Exercise description - Please carry over every line of the material from the line containing "Where can you see the bus roof" up to and including the line containing "point(79, 890)", adding -148 to each coordinate in the answer points. Leave all other numbers as they are.

Provided data -

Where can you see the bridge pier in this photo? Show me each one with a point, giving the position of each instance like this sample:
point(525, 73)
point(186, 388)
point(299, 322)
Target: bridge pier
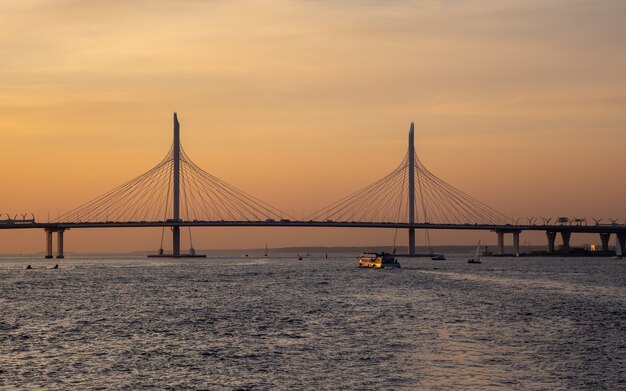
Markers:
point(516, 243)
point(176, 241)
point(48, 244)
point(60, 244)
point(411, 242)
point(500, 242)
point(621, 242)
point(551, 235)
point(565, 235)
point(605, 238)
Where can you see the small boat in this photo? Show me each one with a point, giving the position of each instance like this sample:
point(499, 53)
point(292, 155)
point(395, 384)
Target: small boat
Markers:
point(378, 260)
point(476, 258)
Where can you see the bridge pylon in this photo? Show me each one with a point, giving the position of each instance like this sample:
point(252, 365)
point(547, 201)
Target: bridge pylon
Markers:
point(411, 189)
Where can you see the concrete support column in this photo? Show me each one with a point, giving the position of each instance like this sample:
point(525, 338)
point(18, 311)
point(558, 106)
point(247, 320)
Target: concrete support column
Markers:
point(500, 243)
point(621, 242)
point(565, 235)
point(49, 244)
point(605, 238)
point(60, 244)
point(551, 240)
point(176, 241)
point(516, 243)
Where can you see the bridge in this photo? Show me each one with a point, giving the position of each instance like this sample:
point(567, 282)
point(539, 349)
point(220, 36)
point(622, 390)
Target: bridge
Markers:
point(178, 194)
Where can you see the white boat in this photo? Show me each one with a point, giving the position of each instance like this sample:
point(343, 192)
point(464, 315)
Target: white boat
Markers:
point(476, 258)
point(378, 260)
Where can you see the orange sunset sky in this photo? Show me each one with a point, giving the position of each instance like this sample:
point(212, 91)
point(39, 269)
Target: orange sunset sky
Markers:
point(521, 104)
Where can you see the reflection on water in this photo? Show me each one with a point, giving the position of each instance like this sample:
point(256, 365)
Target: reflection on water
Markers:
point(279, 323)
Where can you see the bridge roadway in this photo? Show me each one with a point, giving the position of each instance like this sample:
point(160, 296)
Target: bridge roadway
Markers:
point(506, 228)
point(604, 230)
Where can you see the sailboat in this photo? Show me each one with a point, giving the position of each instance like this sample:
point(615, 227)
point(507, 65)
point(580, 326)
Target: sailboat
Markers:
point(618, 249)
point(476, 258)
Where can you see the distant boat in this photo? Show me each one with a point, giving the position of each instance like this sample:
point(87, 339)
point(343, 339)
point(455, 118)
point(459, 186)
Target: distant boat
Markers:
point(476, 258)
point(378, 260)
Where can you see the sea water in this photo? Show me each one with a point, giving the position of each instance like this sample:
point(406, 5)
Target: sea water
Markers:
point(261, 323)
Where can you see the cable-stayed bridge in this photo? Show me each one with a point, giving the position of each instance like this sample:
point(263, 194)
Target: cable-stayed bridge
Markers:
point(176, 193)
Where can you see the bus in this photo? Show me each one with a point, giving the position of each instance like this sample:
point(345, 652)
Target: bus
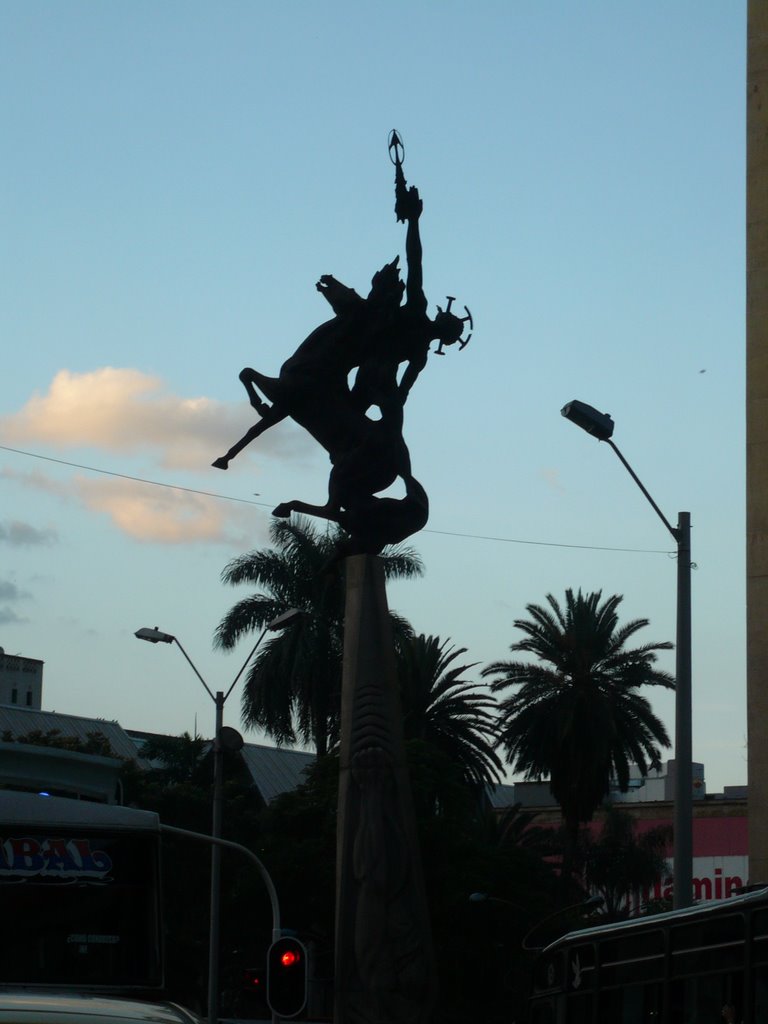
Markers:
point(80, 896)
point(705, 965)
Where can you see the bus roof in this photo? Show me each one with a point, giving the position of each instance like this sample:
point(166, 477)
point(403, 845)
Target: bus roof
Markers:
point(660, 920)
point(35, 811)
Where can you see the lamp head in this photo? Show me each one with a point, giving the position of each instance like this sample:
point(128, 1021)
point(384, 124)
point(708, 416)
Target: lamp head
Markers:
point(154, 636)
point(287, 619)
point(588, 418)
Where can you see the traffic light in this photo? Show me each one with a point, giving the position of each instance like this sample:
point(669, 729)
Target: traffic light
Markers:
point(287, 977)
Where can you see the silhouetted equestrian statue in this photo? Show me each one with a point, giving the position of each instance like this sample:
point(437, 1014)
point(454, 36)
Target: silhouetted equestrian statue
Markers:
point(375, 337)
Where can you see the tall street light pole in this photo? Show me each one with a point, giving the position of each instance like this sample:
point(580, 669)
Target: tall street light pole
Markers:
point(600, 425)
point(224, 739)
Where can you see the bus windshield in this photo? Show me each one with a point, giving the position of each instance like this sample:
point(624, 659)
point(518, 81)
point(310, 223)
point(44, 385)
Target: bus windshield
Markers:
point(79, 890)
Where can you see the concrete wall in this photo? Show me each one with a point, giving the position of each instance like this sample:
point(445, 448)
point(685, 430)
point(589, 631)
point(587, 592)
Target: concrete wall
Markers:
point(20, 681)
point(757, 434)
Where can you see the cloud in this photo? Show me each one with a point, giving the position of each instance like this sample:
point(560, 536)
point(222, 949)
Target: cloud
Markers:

Response below -
Where can you see the bus roof in this photo? Show me each one with a point, giving the position of each instance like this sample:
point(166, 477)
point(403, 845)
Target: bus roof
Markers:
point(512, 772)
point(-113, 663)
Where can you see the lamp head in this photo? Show me each one with a point, giving the position of each instance like this sample:
point(128, 1021)
point(384, 124)
point(708, 416)
Target: lamp head
Markers:
point(6, 488)
point(139, 471)
point(440, 270)
Where can you see the traffic light in this photo? Show me each one with a point, giving the position of each instance like this sample:
point(669, 729)
Target: traffic light
Markers:
point(139, 829)
Where can you see the silhouetted equestrian statue in this photo? Show me each one with a point, giving the position of each instance like this sample:
point(437, 1014)
point(454, 36)
Target: silhouetted equestrian statue
Markers:
point(227, 189)
Where can you see the tall street light pole in this photo? Show me each one with a point, giving the position of each instance like this sample:
point(580, 669)
Target: tall street light pole
Markers:
point(452, 277)
point(76, 591)
Where can you see the bus windshield in this photo? Show me each one with a point, giving the position of each instance like this sample:
point(624, 659)
point(518, 81)
point(310, 223)
point(44, 385)
Target: bus windshield
Markers:
point(-69, 742)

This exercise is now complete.